▸ What the exercise asks: Type out the article header word for word, from "Department of Engineering" to "Editor: Leila Notash.".

▸ Selected extract:
Research Papers

Spherical Hands: Toward Underactuated, In-Hand Manipulation Invariant to Object Size and Grasp Location

[+] Author and Article Information
Raymond R. Ma

Department of Mechanical Engineering and Materials Science,
Yale University,
9 Hillhouse Avenue,
New Haven, CT 06511
e-mail: raymond.ma@yale.edu

Nicolas Rojas

Department of Engineering and Design,
School of Engineering and Informatics,
University of Sussex,
Brighton BN1 9QT, UK

Aaron M. Dollar

Department of Mechanical Engineering and Materials Science,
Yale University,
15 Prospect Street,
New Haven, CT 06520
e-mail: aaron.dollar@yale.edu

Manuscript received March 24, 2016; final manuscript received September 5, 2016; published online October 25, 2016. Assoc. Editor: Leila Notash.

▸ Given information:
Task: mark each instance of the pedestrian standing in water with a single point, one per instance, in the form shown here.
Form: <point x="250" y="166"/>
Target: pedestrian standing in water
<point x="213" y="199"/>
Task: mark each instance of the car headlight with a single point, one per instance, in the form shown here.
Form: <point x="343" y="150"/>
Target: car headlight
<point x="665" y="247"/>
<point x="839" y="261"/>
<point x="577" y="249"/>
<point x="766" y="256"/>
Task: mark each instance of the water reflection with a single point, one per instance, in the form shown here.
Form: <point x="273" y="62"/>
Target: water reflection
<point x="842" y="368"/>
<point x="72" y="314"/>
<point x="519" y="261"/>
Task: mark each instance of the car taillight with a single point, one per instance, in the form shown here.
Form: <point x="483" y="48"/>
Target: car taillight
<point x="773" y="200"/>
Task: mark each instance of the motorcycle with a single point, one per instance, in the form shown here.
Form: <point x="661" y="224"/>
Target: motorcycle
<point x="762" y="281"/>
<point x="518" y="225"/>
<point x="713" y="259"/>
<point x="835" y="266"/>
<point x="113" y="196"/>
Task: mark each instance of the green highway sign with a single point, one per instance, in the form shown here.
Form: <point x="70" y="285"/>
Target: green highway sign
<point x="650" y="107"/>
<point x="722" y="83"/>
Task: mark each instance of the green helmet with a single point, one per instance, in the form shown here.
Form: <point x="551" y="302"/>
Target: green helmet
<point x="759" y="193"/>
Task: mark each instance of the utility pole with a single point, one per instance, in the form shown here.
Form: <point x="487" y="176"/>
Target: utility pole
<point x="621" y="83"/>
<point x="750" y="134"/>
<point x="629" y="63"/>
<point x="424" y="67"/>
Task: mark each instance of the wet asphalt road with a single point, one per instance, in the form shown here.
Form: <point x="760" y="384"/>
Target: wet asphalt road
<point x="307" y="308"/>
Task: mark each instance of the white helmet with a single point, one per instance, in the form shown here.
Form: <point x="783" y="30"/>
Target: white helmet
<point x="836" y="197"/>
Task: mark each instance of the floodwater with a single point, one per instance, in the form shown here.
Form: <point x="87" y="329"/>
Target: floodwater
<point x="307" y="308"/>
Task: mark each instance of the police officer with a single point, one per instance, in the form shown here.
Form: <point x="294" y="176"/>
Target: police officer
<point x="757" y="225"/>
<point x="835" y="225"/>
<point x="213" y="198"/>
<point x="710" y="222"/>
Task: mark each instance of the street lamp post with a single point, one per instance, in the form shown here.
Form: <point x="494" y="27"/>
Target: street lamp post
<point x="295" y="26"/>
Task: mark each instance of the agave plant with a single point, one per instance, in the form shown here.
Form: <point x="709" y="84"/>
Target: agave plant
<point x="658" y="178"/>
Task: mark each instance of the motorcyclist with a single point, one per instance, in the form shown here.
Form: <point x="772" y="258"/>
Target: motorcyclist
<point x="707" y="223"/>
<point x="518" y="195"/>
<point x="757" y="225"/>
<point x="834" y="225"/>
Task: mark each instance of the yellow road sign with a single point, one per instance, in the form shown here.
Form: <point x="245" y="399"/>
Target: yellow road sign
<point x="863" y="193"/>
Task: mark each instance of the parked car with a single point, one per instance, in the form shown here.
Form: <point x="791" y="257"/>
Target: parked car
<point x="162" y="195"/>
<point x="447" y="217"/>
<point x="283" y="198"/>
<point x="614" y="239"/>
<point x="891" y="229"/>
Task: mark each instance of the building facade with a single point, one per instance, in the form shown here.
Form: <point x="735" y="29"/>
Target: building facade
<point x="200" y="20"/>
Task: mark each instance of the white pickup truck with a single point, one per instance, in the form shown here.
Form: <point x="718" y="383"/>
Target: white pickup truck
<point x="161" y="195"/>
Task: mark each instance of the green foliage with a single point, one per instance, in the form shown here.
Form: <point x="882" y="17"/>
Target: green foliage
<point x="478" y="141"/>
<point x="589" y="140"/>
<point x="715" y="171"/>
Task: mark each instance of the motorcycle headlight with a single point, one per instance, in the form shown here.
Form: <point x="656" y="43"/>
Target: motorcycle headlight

▸ Reply:
Department of Engineering and Design,
School of Engineering and Informatics,
University of Sussex,
Brighton BN1 9QT, UK

Aaron M. Dollar

Department of Mechanical Engineering and Materials Science,
Yale University,
15 Prospect Street,
New Haven, CT 06520
e-mail: aaron.dollar@yale.edu

Manuscript received March 24, 2016; final manuscript received September 5, 2016; published online October 25, 2016. Assoc. Editor: Leila Notash.